▶ RINCIAN SOAL
Bisakah semua baris di bawah ini Anda sajikan sebagai tabel Markdown dengan kolom "Nomor" untuk nomor urut dan kolom "Baris" untuk isi tiap baris, tanpa menyertakan baris kosong?

▶ DAFTAR DATA
________________

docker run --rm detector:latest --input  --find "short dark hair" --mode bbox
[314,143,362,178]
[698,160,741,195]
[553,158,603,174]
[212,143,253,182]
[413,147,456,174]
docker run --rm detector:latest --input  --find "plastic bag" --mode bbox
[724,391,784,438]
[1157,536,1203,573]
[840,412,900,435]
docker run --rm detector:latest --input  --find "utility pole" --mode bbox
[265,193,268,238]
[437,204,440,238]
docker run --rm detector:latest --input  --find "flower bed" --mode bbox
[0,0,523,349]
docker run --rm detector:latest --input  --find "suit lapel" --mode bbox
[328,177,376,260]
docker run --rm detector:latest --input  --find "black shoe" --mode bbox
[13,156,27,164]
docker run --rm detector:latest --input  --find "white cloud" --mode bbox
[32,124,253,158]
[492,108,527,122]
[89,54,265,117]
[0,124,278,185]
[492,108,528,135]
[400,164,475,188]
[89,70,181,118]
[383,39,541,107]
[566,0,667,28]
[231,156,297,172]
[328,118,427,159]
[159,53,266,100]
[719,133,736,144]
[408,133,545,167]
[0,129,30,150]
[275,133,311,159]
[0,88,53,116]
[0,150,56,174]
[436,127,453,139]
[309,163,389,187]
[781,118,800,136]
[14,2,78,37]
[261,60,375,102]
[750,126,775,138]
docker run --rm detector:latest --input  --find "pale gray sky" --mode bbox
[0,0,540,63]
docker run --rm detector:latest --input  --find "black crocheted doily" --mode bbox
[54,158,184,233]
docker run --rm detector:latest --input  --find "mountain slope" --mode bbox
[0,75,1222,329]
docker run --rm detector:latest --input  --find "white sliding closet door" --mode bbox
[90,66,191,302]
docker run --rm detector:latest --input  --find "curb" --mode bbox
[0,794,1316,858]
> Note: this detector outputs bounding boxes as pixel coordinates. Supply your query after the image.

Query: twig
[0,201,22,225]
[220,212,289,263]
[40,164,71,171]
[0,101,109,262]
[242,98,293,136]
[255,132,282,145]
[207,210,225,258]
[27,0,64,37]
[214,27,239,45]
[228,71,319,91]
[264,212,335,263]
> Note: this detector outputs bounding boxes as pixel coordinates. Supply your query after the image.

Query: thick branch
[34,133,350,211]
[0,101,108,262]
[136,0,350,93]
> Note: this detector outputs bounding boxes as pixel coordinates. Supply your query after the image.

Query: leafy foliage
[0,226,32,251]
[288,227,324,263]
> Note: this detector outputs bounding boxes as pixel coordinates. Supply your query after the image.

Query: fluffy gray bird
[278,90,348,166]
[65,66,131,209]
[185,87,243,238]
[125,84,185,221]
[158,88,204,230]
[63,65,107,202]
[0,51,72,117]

________________

▶ HASIL AKHIR
| Nomor | Baris |
|---|---|
| 1 | docker run --rm detector:latest --input  --find "short dark hair" --mode bbox |
| 2 | [314,143,362,178] |
| 3 | [698,160,741,195] |
| 4 | [553,158,603,174] |
| 5 | [212,143,253,182] |
| 6 | [413,147,456,174] |
| 7 | docker run --rm detector:latest --input  --find "plastic bag" --mode bbox |
| 8 | [724,391,784,438] |
| 9 | [1157,536,1203,573] |
| 10 | [840,412,900,435] |
| 11 | docker run --rm detector:latest --input  --find "utility pole" --mode bbox |
| 12 | [265,193,268,238] |
| 13 | [437,204,440,238] |
| 14 | docker run --rm detector:latest --input  --find "flower bed" --mode bbox |
| 15 | [0,0,523,349] |
| 16 | docker run --rm detector:latest --input  --find "suit lapel" --mode bbox |
| 17 | [328,177,376,260] |
| 18 | docker run --rm detector:latest --input  --find "black shoe" --mode bbox |
| 19 | [13,156,27,164] |
| 20 | docker run --rm detector:latest --input  --find "white cloud" --mode bbox |
| 21 | [32,124,253,158] |
| 22 | [492,108,527,122] |
| 23 | [89,54,265,117] |
| 24 | [0,124,278,185] |
| 25 | [492,108,528,135] |
| 26 | [400,164,475,188] |
| 27 | [89,70,181,118] |
| 28 | [383,39,541,107] |
| 29 | [566,0,667,28] |
| 30 | [231,156,297,172] |
| 31 | [328,118,427,159] |
| 32 | [159,53,266,100] |
| 33 | [719,133,736,144] |
| 34 | [408,133,545,167] |
| 35 | [0,129,30,150] |
| 36 | [275,133,311,159] |
| 37 | [0,88,53,116] |
| 38 | [0,150,56,174] |
| 39 | [436,127,453,139] |
| 40 | [309,163,389,187] |
| 41 | [781,118,800,136] |
| 42 | [14,2,78,37] |
| 43 | [261,60,375,102] |
| 44 | [750,126,775,138] |
| 45 | docker run --rm detector:latest --input  --find "pale gray sky" --mode bbox |
| 46 | [0,0,540,63] |
| 47 | docker run --rm detector:latest --input  --find "black crocheted doily" --mode bbox |
| 48 | [54,158,184,233] |
| 49 | docker run --rm detector:latest --input  --find "mountain slope" --mode bbox |
| 50 | [0,75,1222,329] |
| 51 | docker run --rm detector:latest --input  --find "white sliding closet door" --mode bbox |
| 52 | [90,66,191,302] |
| 53 | docker run --rm detector:latest --input  --find "curb" --mode bbox |
| 54 | [0,794,1316,858] |
| 55 | > Note: this detector outputs bounding boxes as pixel coordinates. Supply your query after the image. |
| 56 | Query: twig |
| 57 | [0,201,22,225] |
| 58 | [220,212,289,263] |
| 59 | [40,164,71,171] |
| 60 | [0,101,109,262] |
| 61 | [242,98,293,136] |
| 62 | [255,132,282,145] |
| 63 | [207,210,225,258] |
| 64 | [27,0,64,37] |
| 65 | [214,27,239,45] |
| 66 | [228,71,319,91] |
| 67 | [264,212,335,263] |
| 68 | > Note: this detector outputs bounding boxes as pixel coordinates. Supply your query after the image. |
| 69 | Query: thick branch |
| 70 | [34,133,350,211] |
| 71 | [0,101,108,262] |
| 72 | [136,0,350,93] |
| 73 | > Note: this detector outputs bounding boxes as pixel coordinates. Supply your query after the image. |
| 74 | Query: leafy foliage |
| 75 | [0,226,32,251] |
| 76 | [288,227,324,263] |
| 77 | > Note: this detector outputs bounding boxes as pixel coordinates. Supply your query after the image. |
| 78 | Query: fluffy gray bird |
| 79 | [278,90,348,166] |
| 80 | [65,66,131,209] |
| 81 | [185,87,243,238] |
| 82 | [125,84,185,221] |
| 83 | [158,88,204,230] |
| 84 | [63,65,107,202] |
| 85 | [0,51,72,117] |